**Input records**
◆ ◆ ◆ ◆ ◆ ◆ ◆
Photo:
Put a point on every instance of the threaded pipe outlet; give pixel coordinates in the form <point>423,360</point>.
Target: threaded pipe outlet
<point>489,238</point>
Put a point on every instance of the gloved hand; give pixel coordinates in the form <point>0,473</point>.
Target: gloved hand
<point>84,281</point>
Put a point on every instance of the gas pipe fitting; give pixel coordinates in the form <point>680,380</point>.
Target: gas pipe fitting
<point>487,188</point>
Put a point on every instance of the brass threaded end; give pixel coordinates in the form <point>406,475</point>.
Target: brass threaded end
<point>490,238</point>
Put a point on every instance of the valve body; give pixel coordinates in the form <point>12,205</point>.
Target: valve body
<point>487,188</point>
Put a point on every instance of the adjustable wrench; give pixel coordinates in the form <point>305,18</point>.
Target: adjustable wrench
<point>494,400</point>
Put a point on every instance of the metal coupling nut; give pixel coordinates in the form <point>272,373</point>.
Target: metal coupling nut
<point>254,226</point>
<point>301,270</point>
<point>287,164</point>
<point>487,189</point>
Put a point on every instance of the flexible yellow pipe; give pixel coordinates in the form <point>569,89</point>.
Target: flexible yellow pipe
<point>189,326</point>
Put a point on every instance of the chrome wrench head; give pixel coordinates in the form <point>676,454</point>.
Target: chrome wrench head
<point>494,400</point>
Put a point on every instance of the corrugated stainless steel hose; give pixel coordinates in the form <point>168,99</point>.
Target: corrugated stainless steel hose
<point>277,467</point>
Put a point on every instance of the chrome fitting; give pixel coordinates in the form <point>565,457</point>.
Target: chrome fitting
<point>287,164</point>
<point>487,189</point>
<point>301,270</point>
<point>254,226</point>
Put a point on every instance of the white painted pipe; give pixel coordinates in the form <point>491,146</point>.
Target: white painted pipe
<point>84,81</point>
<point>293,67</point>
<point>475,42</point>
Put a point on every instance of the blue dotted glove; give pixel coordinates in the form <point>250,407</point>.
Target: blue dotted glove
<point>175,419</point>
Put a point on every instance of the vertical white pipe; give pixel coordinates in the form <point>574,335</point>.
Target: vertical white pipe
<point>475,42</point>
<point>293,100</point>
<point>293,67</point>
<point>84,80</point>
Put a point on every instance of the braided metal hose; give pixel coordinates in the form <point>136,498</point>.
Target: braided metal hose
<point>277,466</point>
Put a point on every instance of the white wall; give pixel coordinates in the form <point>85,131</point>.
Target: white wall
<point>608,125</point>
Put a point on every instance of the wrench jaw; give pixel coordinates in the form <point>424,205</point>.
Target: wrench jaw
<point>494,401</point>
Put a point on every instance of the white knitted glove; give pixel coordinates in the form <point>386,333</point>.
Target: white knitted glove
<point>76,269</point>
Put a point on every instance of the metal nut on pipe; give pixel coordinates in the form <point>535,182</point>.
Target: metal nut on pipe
◆ ◆ ◆ ◆ ◆ ◆ ◆
Repeat, without changes, every line from the one that contains "Put a point on every instance of the chrome wrench" through the final line of the data.

Put a point on every instance of the chrome wrench head; give pixel coordinates in the form <point>676,454</point>.
Target: chrome wrench head
<point>494,400</point>
Put a point on every instance of the corrugated stainless steel hose; give pixel coordinates in the form <point>168,99</point>.
Target: corrugated stainless steel hose
<point>277,467</point>
Put a point on every instance of the chrome fitting; give pixel coordinates in the form <point>565,457</point>.
Target: chrome fitting
<point>287,164</point>
<point>487,189</point>
<point>301,270</point>
<point>254,226</point>
Put a point on every instance of the white painted pipe; give pixel coordinates in the form <point>491,146</point>.
Target: white painted pipe
<point>84,81</point>
<point>293,67</point>
<point>475,42</point>
Put a point on every instance of the blue dotted glove; give pixel coordinates in the form <point>250,407</point>.
Target: blue dotted glove
<point>175,419</point>
Put a point on every instance of the vertical white pipe; give pixel coordinates in the form <point>574,335</point>.
Target: vertical white pipe
<point>475,42</point>
<point>293,100</point>
<point>293,67</point>
<point>84,80</point>
Put a point on every instance of the braided metal hose; give pixel coordinates in the form <point>136,498</point>.
Target: braided metal hose
<point>277,466</point>
Put a point on every instance of the white wall; give pixel coordinates in the form <point>85,131</point>.
Target: white wall
<point>608,125</point>
Put a point on every instance of the wrench jaw; give pixel coordinates in the form <point>424,205</point>.
Target: wrench jaw
<point>494,401</point>
Put a point on every instance of the white knitted glove; give pixel coordinates in the form <point>386,333</point>.
Target: white knitted glove
<point>76,269</point>
Put a point on every instance of the metal nut on pipe; give pixel coordinates in the form <point>535,182</point>.
Target: metal nut on pipe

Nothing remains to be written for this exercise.